_What the task asks_. Within the records, find every line that includes the word "grassy" and copy it.

(Saved entries)
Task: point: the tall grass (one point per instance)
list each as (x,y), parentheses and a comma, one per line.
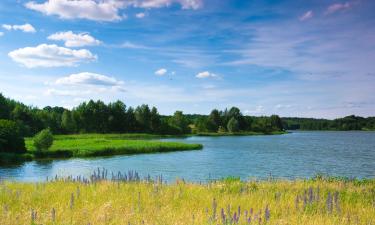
(91,145)
(228,201)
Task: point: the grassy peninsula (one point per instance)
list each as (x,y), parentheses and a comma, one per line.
(229,201)
(91,145)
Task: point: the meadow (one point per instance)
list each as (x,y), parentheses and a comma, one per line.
(127,199)
(92,145)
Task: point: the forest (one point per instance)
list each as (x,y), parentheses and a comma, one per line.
(116,117)
(347,123)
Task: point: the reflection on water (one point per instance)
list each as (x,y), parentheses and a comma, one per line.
(299,154)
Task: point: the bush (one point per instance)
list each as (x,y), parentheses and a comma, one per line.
(233,125)
(11,140)
(43,140)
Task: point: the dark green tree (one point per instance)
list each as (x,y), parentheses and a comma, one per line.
(233,125)
(11,139)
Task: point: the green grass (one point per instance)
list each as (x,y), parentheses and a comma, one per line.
(92,145)
(245,133)
(89,147)
(106,202)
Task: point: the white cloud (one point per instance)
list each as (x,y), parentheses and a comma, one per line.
(140,15)
(338,7)
(161,72)
(205,74)
(50,56)
(27,28)
(74,40)
(102,10)
(79,9)
(85,84)
(307,15)
(131,45)
(86,78)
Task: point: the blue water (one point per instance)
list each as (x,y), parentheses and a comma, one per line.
(295,155)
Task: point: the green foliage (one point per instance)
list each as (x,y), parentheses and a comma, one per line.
(66,146)
(11,140)
(179,123)
(43,140)
(233,125)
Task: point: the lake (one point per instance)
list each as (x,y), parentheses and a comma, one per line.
(300,154)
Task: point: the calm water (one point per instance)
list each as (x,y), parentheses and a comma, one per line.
(299,154)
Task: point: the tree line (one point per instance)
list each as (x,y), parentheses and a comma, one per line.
(347,123)
(116,117)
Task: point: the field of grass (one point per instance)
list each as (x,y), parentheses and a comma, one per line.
(311,202)
(91,145)
(246,133)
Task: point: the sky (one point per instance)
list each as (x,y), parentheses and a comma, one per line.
(287,57)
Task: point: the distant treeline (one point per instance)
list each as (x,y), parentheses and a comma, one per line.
(347,123)
(116,117)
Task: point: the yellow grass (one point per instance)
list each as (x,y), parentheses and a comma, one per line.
(109,202)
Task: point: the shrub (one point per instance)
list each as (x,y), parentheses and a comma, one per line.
(233,125)
(43,140)
(11,139)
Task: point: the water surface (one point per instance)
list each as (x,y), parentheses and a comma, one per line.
(295,155)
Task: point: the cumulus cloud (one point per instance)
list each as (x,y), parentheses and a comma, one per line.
(50,56)
(205,74)
(74,40)
(79,9)
(85,84)
(104,10)
(27,28)
(140,15)
(161,72)
(338,7)
(307,15)
(87,78)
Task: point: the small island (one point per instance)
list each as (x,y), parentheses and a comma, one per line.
(97,129)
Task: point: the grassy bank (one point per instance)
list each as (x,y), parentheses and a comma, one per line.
(91,145)
(226,202)
(247,133)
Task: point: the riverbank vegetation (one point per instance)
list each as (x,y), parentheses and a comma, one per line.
(116,117)
(347,123)
(67,146)
(125,199)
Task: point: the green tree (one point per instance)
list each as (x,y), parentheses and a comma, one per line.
(43,140)
(4,108)
(179,122)
(214,121)
(11,139)
(155,122)
(276,123)
(67,122)
(233,125)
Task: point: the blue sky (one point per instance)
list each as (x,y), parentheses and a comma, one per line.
(291,58)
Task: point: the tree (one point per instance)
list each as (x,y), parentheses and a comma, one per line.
(117,117)
(233,125)
(276,123)
(179,122)
(43,140)
(11,139)
(142,115)
(4,108)
(67,122)
(214,121)
(155,122)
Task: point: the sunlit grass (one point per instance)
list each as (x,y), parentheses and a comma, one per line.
(91,145)
(105,202)
(103,145)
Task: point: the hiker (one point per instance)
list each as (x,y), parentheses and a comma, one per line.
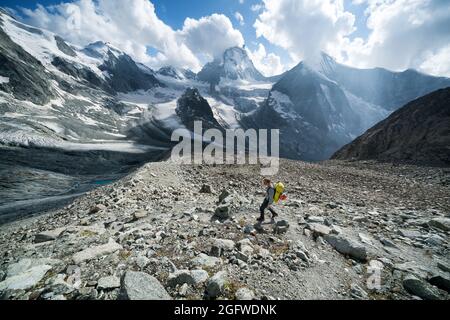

_Task response_.
Task: point: the grassy peninsula (one point per instance)
Task: point: the grassy bank (one point per instance)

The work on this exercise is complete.